### GIVEN INSTRUCTION
Reproduce every row below word for word, with each line unchanged and in its original order.

### THE DATA
· · · · · · ·
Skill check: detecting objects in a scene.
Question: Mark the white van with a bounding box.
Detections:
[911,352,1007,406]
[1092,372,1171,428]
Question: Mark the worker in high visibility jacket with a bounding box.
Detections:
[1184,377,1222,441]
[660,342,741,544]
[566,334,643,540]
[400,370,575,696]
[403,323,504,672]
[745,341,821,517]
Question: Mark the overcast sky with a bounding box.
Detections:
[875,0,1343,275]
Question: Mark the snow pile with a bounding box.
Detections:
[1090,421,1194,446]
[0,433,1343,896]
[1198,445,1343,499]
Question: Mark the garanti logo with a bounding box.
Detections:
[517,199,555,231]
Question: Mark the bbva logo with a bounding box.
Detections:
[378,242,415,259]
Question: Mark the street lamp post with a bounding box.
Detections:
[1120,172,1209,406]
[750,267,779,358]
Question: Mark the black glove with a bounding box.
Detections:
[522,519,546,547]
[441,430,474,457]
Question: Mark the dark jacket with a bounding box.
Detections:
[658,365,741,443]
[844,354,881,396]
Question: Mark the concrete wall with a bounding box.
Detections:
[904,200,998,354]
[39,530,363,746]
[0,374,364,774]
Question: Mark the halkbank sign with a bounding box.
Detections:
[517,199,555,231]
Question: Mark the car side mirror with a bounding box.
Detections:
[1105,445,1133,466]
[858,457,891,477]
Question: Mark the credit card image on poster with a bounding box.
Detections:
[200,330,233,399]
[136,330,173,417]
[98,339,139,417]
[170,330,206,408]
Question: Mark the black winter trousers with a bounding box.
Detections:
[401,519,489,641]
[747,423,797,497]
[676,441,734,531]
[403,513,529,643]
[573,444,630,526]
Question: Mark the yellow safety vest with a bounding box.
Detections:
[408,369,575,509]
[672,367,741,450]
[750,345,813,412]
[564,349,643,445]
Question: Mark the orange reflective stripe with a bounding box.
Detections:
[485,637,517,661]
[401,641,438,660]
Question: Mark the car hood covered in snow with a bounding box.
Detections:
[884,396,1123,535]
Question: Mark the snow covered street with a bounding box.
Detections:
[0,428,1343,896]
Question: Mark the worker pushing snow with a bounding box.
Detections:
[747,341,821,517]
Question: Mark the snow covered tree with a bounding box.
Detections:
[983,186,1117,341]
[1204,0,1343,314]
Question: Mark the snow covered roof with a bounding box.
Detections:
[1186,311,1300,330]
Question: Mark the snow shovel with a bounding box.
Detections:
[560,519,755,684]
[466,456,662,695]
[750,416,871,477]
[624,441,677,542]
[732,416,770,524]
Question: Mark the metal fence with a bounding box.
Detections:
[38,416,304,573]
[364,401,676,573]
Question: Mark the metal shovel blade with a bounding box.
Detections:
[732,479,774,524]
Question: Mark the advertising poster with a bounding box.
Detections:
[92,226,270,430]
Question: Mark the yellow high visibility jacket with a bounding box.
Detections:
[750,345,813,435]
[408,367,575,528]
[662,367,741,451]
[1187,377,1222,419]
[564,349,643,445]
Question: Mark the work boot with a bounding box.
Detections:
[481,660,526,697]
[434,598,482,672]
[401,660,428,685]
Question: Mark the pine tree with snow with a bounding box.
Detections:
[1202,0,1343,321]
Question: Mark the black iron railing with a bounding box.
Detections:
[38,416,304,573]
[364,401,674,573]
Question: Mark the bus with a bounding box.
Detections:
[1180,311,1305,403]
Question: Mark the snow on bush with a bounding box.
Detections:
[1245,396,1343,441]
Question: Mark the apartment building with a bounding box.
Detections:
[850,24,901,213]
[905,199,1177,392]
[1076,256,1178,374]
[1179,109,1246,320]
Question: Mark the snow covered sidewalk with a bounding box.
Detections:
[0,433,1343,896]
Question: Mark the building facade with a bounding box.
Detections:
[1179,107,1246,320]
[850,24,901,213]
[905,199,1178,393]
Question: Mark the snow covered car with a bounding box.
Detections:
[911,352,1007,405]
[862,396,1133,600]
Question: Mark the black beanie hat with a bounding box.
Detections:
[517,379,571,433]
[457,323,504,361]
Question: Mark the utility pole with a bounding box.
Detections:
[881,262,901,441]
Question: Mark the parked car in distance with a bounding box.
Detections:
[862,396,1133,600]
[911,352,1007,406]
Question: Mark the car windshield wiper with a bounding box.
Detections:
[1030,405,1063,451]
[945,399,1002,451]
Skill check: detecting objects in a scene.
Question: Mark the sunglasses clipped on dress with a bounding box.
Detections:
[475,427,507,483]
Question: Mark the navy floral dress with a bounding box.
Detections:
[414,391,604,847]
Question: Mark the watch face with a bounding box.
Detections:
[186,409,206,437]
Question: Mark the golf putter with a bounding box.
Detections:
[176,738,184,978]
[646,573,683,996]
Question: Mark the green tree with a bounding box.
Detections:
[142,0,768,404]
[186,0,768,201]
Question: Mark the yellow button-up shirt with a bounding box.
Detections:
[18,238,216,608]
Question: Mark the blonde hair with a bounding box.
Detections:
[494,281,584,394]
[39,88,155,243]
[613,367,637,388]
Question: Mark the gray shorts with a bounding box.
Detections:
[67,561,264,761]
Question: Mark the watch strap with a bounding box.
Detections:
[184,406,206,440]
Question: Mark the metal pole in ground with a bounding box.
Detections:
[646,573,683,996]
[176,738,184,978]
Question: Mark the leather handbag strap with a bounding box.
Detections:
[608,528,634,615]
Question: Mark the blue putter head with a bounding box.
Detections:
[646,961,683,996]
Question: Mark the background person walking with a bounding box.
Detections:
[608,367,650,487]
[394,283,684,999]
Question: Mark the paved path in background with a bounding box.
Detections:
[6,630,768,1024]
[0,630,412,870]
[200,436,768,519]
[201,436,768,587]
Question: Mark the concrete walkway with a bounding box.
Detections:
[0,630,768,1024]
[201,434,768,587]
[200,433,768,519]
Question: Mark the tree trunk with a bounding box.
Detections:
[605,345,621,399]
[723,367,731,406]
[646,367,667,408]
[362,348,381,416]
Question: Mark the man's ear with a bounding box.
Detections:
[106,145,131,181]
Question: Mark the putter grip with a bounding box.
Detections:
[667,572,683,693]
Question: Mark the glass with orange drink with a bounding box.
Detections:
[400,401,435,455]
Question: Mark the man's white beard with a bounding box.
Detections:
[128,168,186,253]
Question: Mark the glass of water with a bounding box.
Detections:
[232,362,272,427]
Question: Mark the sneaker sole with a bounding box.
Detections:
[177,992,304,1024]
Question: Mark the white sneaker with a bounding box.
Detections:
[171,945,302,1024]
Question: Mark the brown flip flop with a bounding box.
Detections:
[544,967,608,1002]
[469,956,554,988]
· · · · · · ·
### RIGHT ANSWER
Skill check: detecting objects in a scene.
Question: Mark the white van with a bounding box.
Detections:
[911,352,1007,406]
[1092,372,1171,428]
Question: Mark the worker in high visibility jacket with a bounding box.
Detections:
[1184,377,1222,441]
[660,342,741,544]
[566,334,643,540]
[400,370,575,696]
[403,323,504,672]
[745,341,821,517]
Question: Mark the overcast sky with a bounding box.
Detections:
[875,0,1343,275]
Question: Mark the snow pile with a bounding box.
Detections:
[1090,421,1194,446]
[0,433,1343,896]
[1198,445,1343,499]
Question: Mark the garanti logo with a bounding box.
Detections:
[517,199,555,231]
Question: Mark the bbva logo with a bounding box.
Detections:
[378,242,415,259]
Question: Mark the street lamp post with a bounding box.
Detections:
[1120,172,1209,406]
[750,267,779,358]
Question: Mark the black glove with a bounding box.
Detections:
[522,519,546,547]
[441,430,474,457]
Question: Mark the dark jacket with a bounding box.
Detections:
[658,365,741,443]
[844,354,881,396]
Question: Mark the concrete wall with a bounding box.
Detections:
[904,200,998,354]
[39,530,363,746]
[0,374,364,774]
Question: Mark the halkbank sign with a bounding box.
Detections:
[517,199,555,231]
Question: Mark the car side mirror with a bounding box.
Detections:
[1105,445,1133,466]
[858,457,891,477]
Question: Mark the credit card image on poster with a bounding box.
Detections:
[200,330,233,399]
[136,330,173,417]
[98,339,139,417]
[170,330,206,408]
Question: Mark the black winter trousers with a bounding box.
Detections:
[401,519,489,641]
[747,423,797,497]
[676,441,734,531]
[403,513,529,643]
[573,444,630,526]
Question: Mark the yellow safety vest with a bounding box.
Detections:
[408,369,575,509]
[672,367,741,450]
[750,345,813,412]
[564,349,643,445]
Question: Mark the orange reflective stripe with a bounding box.
Detections:
[485,637,517,661]
[401,641,438,660]
Question: Mark the car hood covered in snow with a bounding box.
Detections:
[884,396,1123,535]
Question: Mark the snow covered street with a bounding box.
Detections:
[0,428,1343,896]
Question: Mark the worker pushing snow with a bounding box.
Detections:
[747,341,821,517]
Question: Mark the snow covered tree with a bounding box.
Detections:
[983,186,1117,341]
[1204,0,1343,314]
Question: Mark the snow covered roof with a bounding box.
Detections:
[1186,311,1300,330]
Question: Mark the snow shovel with a bounding box.
Detections:
[560,519,755,684]
[466,456,662,695]
[750,416,871,477]
[624,441,677,542]
[732,416,770,524]
Question: Mark the metal fence with a bounding box.
Detections:
[38,416,304,573]
[364,401,676,573]
Question: Mark the metal shovel blade with a bounding box.
Detections:
[732,479,774,524]
Question: Mark the advertising poster with a bounding box.
Detections:
[92,226,270,430]
Question: Mark the yellow high visibility jacket with a bounding box.
Detections:
[750,345,813,435]
[408,367,575,528]
[662,367,741,451]
[1187,377,1222,419]
[564,349,643,445]
Question: Mark the work boot with a bounding box.
Detections:
[481,660,526,697]
[434,598,482,672]
[401,660,428,685]
Question: Mark the pine tree with snow with a bounding box.
Detections:
[1202,0,1343,321]
Question: Mark the black iron railing with a bounding box.
Detections:
[38,416,304,573]
[364,401,674,573]
Question: Mark the bus with a bounding box.
Detections:
[1180,311,1305,403]
Question: Mark the snow on bush with a bounding box.
Detections:
[1245,396,1343,441]
Question: Mark the apartment building with a bounding box.
Detections:
[850,24,901,213]
[905,199,1177,392]
[1076,256,1178,374]
[1179,109,1246,320]
Question: Mark the snow covered sidewalk with a bounding box.
Detections:
[0,433,1343,896]
Question: Mark the building facade with a bounding box.
Detections:
[1179,107,1246,320]
[850,24,901,213]
[905,199,1178,393]
Question: Mark the snow covered car with a bounding box.
Detections:
[911,352,1007,405]
[862,396,1133,600]
Question: Mark the black beanie hat with a bounding box.
Detections:
[517,379,571,433]
[457,323,504,361]
Question: Mark the utility pole with a bounding box.
Detections:
[881,262,901,441]
Question: Mark the parked car in distance with a bounding box.
Detections:
[862,396,1133,600]
[911,352,1007,406]
Question: Mark the car windshield wiper with a bounding box.
Detections:
[1030,405,1063,451]
[945,399,1002,451]
Skill check: detecting objects in a scene.
Question: Mark the sunglasses clipped on dress with a bounding box.
Detections:
[475,427,507,483]
Question: Mark the navy floral dress with a bounding box.
Detections:
[414,391,604,847]
Question: Mark the watch face with a bounding box.
Detections:
[186,409,206,437]
Question: Mark the golf putter with a bounding box.
Detections:
[176,738,184,978]
[646,573,683,996]
Question: Mark the green tree with a bounding box.
Detections:
[142,0,768,404]
[186,0,768,201]
Question: Mark the yellow button-up shirt with a bounding box.
Detections:
[18,238,216,608]
Question: Mark the blonde hair with a bounding box.
Detections:
[494,281,584,394]
[39,88,155,243]
[613,367,637,388]
Question: Mark the gray shorts with a bounding box.
Detections:
[67,561,264,761]
Question: Mark the watch strap with a bounding box.
Detections:
[184,406,206,440]
Question: Mark the metal pole in ground with a bounding box.
Detections:
[646,573,683,996]
[176,738,184,978]
Question: Mark the leather handbag strap with a bounding box.
Detections:
[608,528,634,615]
Question: Mark the blue putter head with a bounding box.
Detections:
[646,961,683,996]
Question: Mark the background person walking with a bounding box.
Detections:
[608,367,650,487]
[394,283,684,999]
Question: Mark the paved path in background with a bounding box.
Detections:
[6,630,768,1024]
[0,630,412,870]
[200,436,768,519]
[201,436,768,587]
Question: Mark the concrete walkway with a bounding box.
Detections:
[0,630,768,1024]
[201,434,768,587]
[200,433,768,519]
Question: Mark the tree trunk with a bounding box.
Detections:
[605,345,621,399]
[723,367,731,406]
[646,367,667,408]
[362,348,381,416]
Question: Mark the man's ear with a bounding box.
Detections:
[106,145,131,181]
Question: Mark the putter grip with a bounding box.
Detections:
[667,572,683,693]
Question: Mark the glass with orange drink with a bounding box.
Detections:
[400,401,435,455]
Question: Mark the man's white beard with a bounding box.
Detections:
[128,168,186,253]
Question: Mark the glass of water with a bounding box.
Detections:
[232,362,272,427]
Question: Mark the sneaker sole with a bounding box.
Detections:
[177,992,304,1024]
Question: Mark the white sneaker with a bounding box.
Detections:
[171,945,302,1024]
Question: Mark the brown flip flop with a bounding box.
Detections:
[544,967,608,1002]
[469,956,554,988]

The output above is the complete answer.